[Saved entries]
######
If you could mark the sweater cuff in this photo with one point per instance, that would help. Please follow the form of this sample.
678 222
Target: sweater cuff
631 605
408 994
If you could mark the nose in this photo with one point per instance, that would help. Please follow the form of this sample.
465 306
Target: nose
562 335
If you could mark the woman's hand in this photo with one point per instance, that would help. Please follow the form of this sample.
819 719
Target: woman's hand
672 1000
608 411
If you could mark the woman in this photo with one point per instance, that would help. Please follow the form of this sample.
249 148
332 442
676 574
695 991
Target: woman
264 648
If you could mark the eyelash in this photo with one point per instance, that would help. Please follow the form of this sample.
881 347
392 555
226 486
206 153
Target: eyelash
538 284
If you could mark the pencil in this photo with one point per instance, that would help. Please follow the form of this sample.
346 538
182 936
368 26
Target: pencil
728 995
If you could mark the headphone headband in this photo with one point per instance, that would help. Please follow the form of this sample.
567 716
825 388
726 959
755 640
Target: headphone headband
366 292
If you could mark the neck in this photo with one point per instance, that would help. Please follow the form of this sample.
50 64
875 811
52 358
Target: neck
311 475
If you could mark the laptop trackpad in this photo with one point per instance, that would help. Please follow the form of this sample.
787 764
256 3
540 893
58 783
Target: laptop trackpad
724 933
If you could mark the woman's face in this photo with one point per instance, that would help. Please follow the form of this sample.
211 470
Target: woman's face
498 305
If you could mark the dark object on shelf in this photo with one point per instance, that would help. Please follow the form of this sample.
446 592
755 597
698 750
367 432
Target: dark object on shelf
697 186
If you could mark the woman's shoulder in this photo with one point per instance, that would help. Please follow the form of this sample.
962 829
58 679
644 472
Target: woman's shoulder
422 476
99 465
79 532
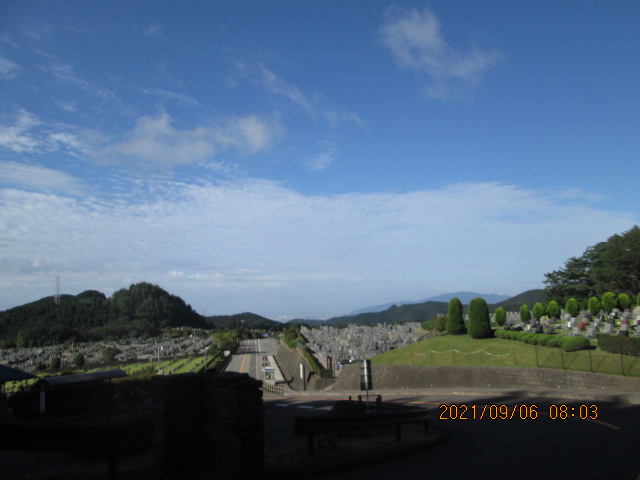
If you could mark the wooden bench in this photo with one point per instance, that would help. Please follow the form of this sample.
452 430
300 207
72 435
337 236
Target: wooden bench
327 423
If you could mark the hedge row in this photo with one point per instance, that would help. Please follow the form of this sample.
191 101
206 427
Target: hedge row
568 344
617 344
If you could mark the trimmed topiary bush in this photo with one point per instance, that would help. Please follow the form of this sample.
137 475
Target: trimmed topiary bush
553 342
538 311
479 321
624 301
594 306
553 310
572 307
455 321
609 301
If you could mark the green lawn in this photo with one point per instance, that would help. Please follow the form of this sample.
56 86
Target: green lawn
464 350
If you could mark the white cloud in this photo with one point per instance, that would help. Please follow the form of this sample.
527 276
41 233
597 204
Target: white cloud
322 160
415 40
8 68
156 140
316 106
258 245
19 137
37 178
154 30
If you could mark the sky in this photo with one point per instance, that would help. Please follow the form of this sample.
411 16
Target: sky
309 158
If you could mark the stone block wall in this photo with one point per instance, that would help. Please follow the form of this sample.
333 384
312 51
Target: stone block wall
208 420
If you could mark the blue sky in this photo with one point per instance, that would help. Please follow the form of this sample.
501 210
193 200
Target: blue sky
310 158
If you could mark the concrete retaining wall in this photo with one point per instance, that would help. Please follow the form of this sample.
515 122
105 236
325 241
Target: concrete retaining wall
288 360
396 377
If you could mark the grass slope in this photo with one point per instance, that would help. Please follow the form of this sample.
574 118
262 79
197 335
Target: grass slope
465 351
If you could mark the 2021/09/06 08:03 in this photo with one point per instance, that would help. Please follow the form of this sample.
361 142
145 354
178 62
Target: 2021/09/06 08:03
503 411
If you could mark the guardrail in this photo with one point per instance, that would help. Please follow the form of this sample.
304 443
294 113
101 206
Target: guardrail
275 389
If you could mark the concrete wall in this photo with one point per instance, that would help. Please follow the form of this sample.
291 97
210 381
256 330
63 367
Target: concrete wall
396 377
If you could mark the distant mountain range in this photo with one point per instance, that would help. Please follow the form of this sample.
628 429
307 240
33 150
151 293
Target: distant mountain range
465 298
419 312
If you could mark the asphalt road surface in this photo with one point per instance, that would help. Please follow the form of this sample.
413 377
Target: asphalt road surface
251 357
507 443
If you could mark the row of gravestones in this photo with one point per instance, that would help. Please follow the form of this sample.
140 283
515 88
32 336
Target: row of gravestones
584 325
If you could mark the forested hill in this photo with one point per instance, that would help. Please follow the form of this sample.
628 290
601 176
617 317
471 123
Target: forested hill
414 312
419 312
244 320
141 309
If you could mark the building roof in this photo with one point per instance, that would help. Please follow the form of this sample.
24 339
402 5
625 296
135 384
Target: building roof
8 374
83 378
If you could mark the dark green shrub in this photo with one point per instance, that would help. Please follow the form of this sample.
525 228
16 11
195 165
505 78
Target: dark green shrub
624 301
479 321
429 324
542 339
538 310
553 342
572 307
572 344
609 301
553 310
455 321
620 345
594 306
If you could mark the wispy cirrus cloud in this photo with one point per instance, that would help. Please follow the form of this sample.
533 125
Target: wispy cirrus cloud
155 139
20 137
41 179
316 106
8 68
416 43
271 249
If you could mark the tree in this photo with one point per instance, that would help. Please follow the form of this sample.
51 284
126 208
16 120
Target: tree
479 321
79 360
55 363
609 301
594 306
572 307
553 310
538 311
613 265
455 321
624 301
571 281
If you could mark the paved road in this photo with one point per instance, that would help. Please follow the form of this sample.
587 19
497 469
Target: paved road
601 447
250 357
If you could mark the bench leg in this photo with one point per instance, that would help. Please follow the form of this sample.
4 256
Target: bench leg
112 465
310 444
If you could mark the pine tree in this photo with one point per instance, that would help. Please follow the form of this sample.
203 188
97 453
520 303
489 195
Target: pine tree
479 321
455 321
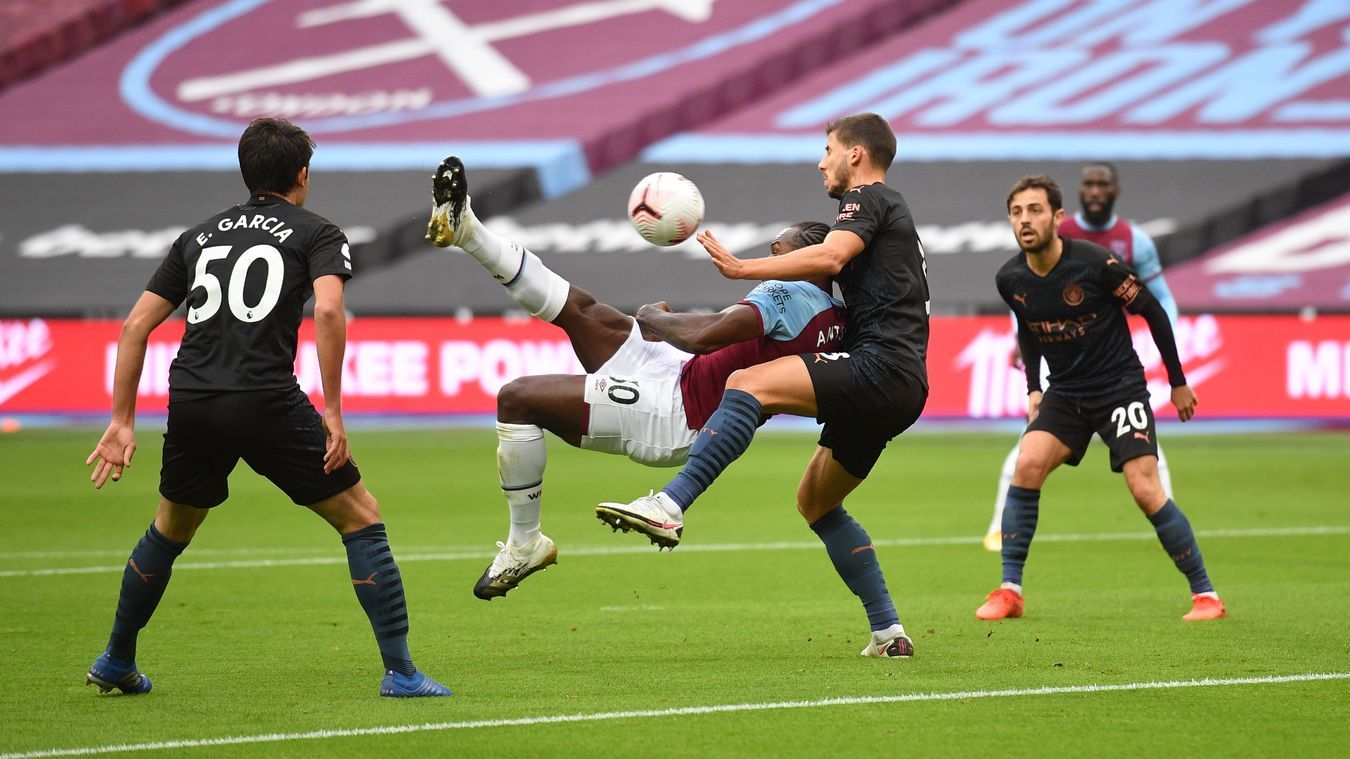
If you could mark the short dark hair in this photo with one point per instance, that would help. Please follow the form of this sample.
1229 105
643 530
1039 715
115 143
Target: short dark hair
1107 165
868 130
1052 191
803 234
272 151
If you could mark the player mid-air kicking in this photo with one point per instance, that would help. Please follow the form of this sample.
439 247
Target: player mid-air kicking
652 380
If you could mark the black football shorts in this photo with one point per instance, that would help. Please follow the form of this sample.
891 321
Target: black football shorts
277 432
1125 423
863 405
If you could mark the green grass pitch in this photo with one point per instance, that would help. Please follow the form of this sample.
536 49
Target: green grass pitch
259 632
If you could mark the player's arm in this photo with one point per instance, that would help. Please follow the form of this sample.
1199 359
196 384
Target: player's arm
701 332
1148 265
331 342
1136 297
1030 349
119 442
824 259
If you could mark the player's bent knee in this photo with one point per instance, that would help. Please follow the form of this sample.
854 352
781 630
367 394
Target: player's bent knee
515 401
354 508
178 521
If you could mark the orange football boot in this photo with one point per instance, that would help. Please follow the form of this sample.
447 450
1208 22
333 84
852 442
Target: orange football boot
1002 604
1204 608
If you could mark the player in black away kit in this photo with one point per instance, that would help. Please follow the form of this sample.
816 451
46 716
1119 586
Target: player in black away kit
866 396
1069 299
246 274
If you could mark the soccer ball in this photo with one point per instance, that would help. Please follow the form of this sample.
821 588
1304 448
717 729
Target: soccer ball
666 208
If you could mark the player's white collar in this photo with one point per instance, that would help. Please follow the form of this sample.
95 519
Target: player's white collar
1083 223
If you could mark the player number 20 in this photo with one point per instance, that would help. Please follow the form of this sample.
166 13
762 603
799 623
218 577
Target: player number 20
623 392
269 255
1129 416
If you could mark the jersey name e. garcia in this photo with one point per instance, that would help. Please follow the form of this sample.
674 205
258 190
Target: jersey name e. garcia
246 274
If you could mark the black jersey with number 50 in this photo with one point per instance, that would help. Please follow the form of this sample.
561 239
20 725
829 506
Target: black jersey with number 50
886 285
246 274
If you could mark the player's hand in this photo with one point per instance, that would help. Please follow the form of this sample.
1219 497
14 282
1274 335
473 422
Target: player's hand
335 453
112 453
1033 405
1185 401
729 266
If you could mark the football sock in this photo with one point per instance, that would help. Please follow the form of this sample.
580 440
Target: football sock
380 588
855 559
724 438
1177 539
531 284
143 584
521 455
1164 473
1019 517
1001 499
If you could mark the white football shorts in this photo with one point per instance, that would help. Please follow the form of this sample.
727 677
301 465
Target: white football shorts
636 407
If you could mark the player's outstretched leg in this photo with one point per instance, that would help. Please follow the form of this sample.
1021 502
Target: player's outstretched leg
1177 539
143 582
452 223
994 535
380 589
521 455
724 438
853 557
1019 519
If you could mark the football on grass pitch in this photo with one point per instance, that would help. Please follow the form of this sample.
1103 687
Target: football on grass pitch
######
- YOUR ASSIGNMENT -
Print exactly the lines above, starting at the line that contains "If you could mark the player's hand" and ending with the last line of the records, both included.

- ANSWER FOR THE TASK -
If you could mark the player's hand in this photo with one point per instance, that would help. Please follow the form of this sample.
1219 497
14 282
1274 335
473 422
Target: player's hand
335 453
112 453
1033 405
1185 401
729 266
If you could mark the football sock in this photo with one point per instance, that would help. Please follow the form of this sample.
580 440
Target: football sock
380 588
855 559
724 438
1177 539
531 284
143 584
521 455
1164 473
1019 517
1001 499
If you could mark the white football shorts in this photo with one point per instance, that would help. Please follow the form of this sample.
727 677
301 465
Target: white football shorts
636 407
If you could mark the player's outstretched leg in this photo with one point per instance, that would help. Please follow the form of this sample.
1021 502
Target: player's outstretched leg
1177 539
143 582
452 223
994 535
380 589
521 455
724 438
853 557
1019 519
If you could mark the football on grass pitch in this photo with one point per instance, that would help. Please follow the form of this sample.
1103 687
Target: football on grass pitch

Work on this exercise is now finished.